# Start of TASK INPUT

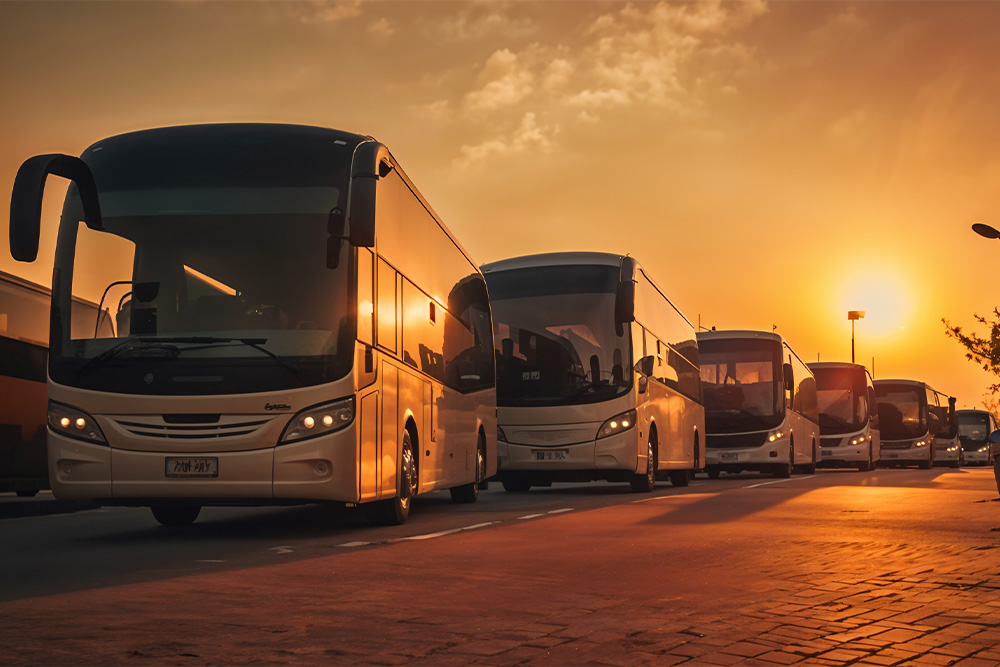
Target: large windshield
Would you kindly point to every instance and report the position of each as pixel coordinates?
(743, 385)
(973, 429)
(213, 264)
(842, 394)
(554, 329)
(902, 411)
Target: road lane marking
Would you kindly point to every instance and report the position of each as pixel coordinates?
(776, 481)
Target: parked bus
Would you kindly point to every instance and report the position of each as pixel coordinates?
(293, 324)
(24, 334)
(974, 428)
(597, 374)
(909, 413)
(848, 416)
(760, 404)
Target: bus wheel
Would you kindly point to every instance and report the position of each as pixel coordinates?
(394, 511)
(680, 477)
(644, 483)
(176, 515)
(469, 493)
(514, 483)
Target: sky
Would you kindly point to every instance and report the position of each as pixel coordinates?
(771, 164)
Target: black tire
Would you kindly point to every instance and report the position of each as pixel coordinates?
(394, 511)
(515, 484)
(645, 482)
(176, 515)
(469, 493)
(680, 477)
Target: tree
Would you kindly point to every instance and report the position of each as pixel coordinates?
(983, 351)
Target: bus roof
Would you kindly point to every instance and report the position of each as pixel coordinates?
(554, 259)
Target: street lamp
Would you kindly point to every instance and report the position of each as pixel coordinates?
(854, 315)
(985, 231)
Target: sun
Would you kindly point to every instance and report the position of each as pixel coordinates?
(885, 299)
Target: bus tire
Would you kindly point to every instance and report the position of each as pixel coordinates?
(513, 483)
(469, 493)
(175, 515)
(645, 482)
(394, 511)
(680, 477)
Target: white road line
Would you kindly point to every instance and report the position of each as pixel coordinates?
(776, 481)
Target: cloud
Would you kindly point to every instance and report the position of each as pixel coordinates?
(329, 11)
(505, 83)
(528, 136)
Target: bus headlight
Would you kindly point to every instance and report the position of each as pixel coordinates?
(319, 420)
(617, 424)
(74, 423)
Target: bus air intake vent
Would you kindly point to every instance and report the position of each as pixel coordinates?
(170, 427)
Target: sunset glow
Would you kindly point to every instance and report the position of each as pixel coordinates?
(773, 165)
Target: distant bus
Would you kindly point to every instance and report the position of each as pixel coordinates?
(294, 324)
(760, 404)
(974, 428)
(597, 374)
(910, 416)
(24, 334)
(848, 416)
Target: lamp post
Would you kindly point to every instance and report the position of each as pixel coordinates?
(854, 315)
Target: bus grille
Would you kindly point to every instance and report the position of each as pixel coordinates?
(735, 441)
(224, 427)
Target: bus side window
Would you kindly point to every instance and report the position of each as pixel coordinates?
(386, 312)
(366, 298)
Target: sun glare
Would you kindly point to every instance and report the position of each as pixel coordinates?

# End of TASK INPUT

### SET EXERCISE
Make an exact copy of all the material, but keep the pictures out of it.

### RESPONSE TO THE TASK
Target: large windshield
Would you kindly point to every instance and report the position of each as pixel coordinates?
(743, 385)
(973, 429)
(213, 264)
(842, 394)
(554, 329)
(902, 411)
Target: road lane marking
Would you kindly point to every instance and report the position of each as pixel coordinates?
(776, 481)
Target: parked bus
Would you kindly point to every instance and report the position of each as pixel coordinates?
(293, 324)
(24, 334)
(974, 428)
(597, 374)
(909, 413)
(848, 416)
(760, 404)
Target: bus wheel
Would you kindly point to every instance and report the position of each as pixel coordinates?
(394, 511)
(680, 477)
(644, 483)
(176, 515)
(469, 493)
(514, 483)
Target: sky
Would you kindly point to every instance and report the position of each as pixel coordinates?
(771, 164)
Target: black tire
Would you kindly point to every instance and report the position of each as pixel coordinates?
(394, 511)
(515, 484)
(645, 482)
(176, 515)
(469, 493)
(680, 477)
Target: tree
Would you kindly point to every instance and report the position of each as pixel coordinates?
(983, 351)
Target: bus roof
Would you kindly point to every instance and report the position of each as pixel coordinates?
(554, 259)
Target: street lamp
Would you kindly point to every instance and report the position of each as pixel coordinates?
(854, 315)
(985, 231)
Target: sun
Would you kindly point to every instance and report the position of each as pixel coordinates?
(885, 299)
Target: bus tire
Would you kindly point to every instance and report the position of each as pixel coordinates?
(513, 483)
(469, 493)
(175, 515)
(645, 482)
(394, 511)
(680, 477)
Target: white road line
Would you kindly point to every instance and report the position of each as pixel coordinates?
(776, 481)
Target: cloud
Would you kindly point to every instance and report the position of each as pixel coordinates?
(329, 11)
(505, 83)
(528, 136)
Target: bus headlight
Would you kindly point to every instance and report the position of each as pixel coordinates?
(319, 420)
(617, 424)
(74, 423)
Target: bus air intake vent
Would you kindly point to every instance and report the position of each as pixel coordinates?
(170, 427)
Target: sunset glow
Would you kindly point to every instance and report the position of each as pixel coordinates?
(773, 165)
Target: distant bus
Would you kindly point to every instance and report the position of each as pixel coordinates?
(294, 324)
(760, 404)
(974, 428)
(597, 374)
(910, 416)
(24, 334)
(848, 416)
Target: lamp post
Would you kindly point to every instance and report the position of each as pixel coordinates?
(854, 315)
Target: bus grille
Would you kindly point to every instance and report the position of each as pixel coordinates?
(735, 441)
(224, 427)
Target: bus side window
Would you kindly point to every instance and report the position of each as pixel coordinates?
(386, 312)
(366, 298)
Target: sun glare
Would you kindly point to every instance and report the position of each as pixel coordinates?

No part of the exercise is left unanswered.